Re: [gpfsug-discuss] Preferred NSD

2018-03-13 Thread Alex Chekholko
Hi Lukas,

I would like to discourage you from building a large distributed clustered
filesystem made of many unreliable components.  You will need to
overprovision your interconnect and will also spend a lot of time in
"healing" or "degraded" state.

It is typically cheaper to centralize the storage into a subset of nodes
and configure those to be more highly available.  E.g. of your 60 nodes,
take 8 and put all the storage into those and make that a dedicated GPFS
cluster with no compute jobs on those nodes.  Again, you'll still need
really beefy and reliable interconnect to make this work.

Stepping back; what is the actual problem you're trying to solve?  I have
certainly been in that situation before, where the problem is more like: "I
have a fixed hardware configuration that I can't change, and I want to try
to shoehorn a parallel filesystem onto that."

I would recommend looking closer at your actual workloads.  If this is a
"scratch" filesystem and file access is mostly from one node at a time,
it's not very useful to make two additional copies of that data on other
nodes, and it will only slow you down.

Regards,
Alex

On Tue, Mar 13, 2018 at 7:16 AM, Lukas Hejtmanek 
wrote:

> On Tue, Mar 13, 2018 at 10:37:43AM +, John Hearns wrote:
> > Lukas,
> > It looks like you are proposing a setup which uses your compute servers
> as storage servers also?
>
> yes, exactly. I would like to utilise NVMe SSDs that are in every compute
> servers.. Using them as a shared scratch area with GPFS is one of the
> options.

• **Data listing**:
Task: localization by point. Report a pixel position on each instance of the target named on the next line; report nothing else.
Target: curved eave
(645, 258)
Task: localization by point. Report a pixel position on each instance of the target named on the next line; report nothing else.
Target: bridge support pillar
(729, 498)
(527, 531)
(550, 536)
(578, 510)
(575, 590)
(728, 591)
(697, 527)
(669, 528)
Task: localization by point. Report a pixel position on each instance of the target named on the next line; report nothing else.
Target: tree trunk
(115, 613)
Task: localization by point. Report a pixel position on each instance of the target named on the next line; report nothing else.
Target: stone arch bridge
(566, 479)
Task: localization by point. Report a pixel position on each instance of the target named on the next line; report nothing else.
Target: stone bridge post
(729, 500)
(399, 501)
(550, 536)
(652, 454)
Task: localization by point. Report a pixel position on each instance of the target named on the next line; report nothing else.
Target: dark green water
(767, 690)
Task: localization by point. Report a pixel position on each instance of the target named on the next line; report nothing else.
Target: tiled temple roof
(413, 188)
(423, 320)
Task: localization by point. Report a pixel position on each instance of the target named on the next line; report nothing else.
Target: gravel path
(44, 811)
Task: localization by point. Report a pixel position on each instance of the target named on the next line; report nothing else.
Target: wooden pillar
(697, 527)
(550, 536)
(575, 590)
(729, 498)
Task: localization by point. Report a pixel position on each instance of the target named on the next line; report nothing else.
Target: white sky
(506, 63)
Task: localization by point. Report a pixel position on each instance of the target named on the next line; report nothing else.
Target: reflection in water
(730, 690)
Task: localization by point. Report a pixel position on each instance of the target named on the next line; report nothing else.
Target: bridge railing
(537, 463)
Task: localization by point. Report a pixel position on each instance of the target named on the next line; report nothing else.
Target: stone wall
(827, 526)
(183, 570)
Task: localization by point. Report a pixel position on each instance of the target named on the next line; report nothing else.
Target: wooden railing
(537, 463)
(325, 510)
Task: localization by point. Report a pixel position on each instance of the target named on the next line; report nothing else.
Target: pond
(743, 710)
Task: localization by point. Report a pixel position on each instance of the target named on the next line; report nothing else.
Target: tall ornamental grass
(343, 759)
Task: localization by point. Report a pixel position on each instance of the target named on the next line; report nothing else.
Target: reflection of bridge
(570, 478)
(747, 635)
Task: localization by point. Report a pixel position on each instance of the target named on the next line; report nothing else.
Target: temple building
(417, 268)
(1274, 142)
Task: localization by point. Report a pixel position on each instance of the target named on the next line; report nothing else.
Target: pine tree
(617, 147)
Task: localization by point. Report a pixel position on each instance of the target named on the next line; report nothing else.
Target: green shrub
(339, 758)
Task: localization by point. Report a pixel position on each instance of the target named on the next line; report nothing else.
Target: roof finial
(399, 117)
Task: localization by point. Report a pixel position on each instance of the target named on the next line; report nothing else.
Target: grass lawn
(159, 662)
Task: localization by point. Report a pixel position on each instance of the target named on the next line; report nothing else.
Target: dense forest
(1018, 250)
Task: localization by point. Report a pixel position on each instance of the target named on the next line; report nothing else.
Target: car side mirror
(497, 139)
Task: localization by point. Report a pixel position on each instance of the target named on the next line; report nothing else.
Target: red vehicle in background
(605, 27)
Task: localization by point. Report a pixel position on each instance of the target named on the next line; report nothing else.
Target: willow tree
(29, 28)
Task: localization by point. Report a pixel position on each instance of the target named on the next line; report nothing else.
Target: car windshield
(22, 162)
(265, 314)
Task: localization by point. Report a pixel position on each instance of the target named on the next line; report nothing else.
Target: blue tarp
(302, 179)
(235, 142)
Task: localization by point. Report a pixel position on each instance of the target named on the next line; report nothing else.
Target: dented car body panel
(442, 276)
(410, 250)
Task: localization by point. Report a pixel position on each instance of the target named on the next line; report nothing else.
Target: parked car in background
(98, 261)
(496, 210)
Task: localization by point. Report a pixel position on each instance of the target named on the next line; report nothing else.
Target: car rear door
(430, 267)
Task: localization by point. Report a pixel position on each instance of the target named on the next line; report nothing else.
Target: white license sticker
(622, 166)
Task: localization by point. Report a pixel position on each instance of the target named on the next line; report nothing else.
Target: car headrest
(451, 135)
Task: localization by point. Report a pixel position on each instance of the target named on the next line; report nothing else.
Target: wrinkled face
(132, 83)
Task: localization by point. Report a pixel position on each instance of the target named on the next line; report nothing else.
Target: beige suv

• **Directives**:
• A. Please copy the part of the GPFS mailing-list post starting at "On Tue, Mar 13, 2018 at 7:16" and ending at "storage servers also?".
• B. Carry on with the GPFS mailing-list post from where it stops.

• **Answers below**:
• A.
On Tue, Mar 13, 2018 at 7:16 AM, Lukas Hejtmanek 
wrote:

> On Tue, Mar 13, 2018 at 10:37:43AM +, John Hearns wrote:
> > Lukas,
> > It looks like you are proposing a setup which uses your compute servers
> as storage servers also?

• B.
>
> >
> >   *   I'm thinking about the following setup:
> > ~ 60 nodes, each with two enterprise NVMe SSDs, FDR IB interconnected
> >
> > There is nothing wrong with this concept, for instance see
> > https://www.beegfs.io/wiki/BeeOND
> >
> > I have an NVMe filesystem which uses 60 drives, but there are 10 servers.
> > You should look at "failure zones" also.
>
> you still need the storage servers and local SSDs to use only for caching,
> do
> I understand correctly?
>
> >
> > From: gpfsug-discuss-boun...@spectrumscale.org [mailto:gpfsug-discuss-
> boun...@spectrumscale.org] On Behalf Of Knister, Aaron S.
> (GSFC-606.2)[COMPUTER SCIENCE CORP]
> > Sent: Monday, March 12, 2018 4:14 PM
> > To: gpfsug main discussion list 
> > Subject: Re: [gpfsug-discuss] Preferred NSD
> >
> > Hi Lukas,
> >
> > Check out FPO mode. That mimics Hadoop's data placement features. You
> can have up to 3 replicas both data and metadata but still the downside,
> though, as you say is the wrong node failures will take your cluster down.
> >
> > You might want to check out something like Excelero's NVMesh (note: not
> an endorsement since I can't give such things) which can create logical
> volumes across all your NVMe drives. The product has erasure coding on
> their roadmap. I'm not sure if they've released that feature yet but in
> theory it will give better fault tolerance *and* you'll get more efficient
> usage of your SSDs.
> >
> > I'm sure there are other ways to skin this cat too.
> >
> > -Aaron
> >
> >
> >
> > On March 12, 2018 at 10:59:35 EDT, Lukas Hejtmanek  > wrote:
> > Hello,
> >
> > I'm thinking about the following setup:
> > ~ 60 nodes, each with two enterprise NVMe SSDs, FDR IB interconnected
> >
> > I would like to setup shared scratch area using GPFS and those NVMe
> SSDs. Each
> > SSDs as on NSD.
> >
> > I don't think like 5 or more data/metadata replicas are practical here.
> On the
> > other hand, multiple node failures is something really expected.
> >
> > Is there a way to instrument that local NSD is strongly preferred to
> store
> > data? I.e. node failure most probably does not result in unavailable
> data for
> > the other nodes?
> >
> > Or is there any other recommendation/solution to build shared scratch
> with
> > GPFS in such setup? (Do not do it including.)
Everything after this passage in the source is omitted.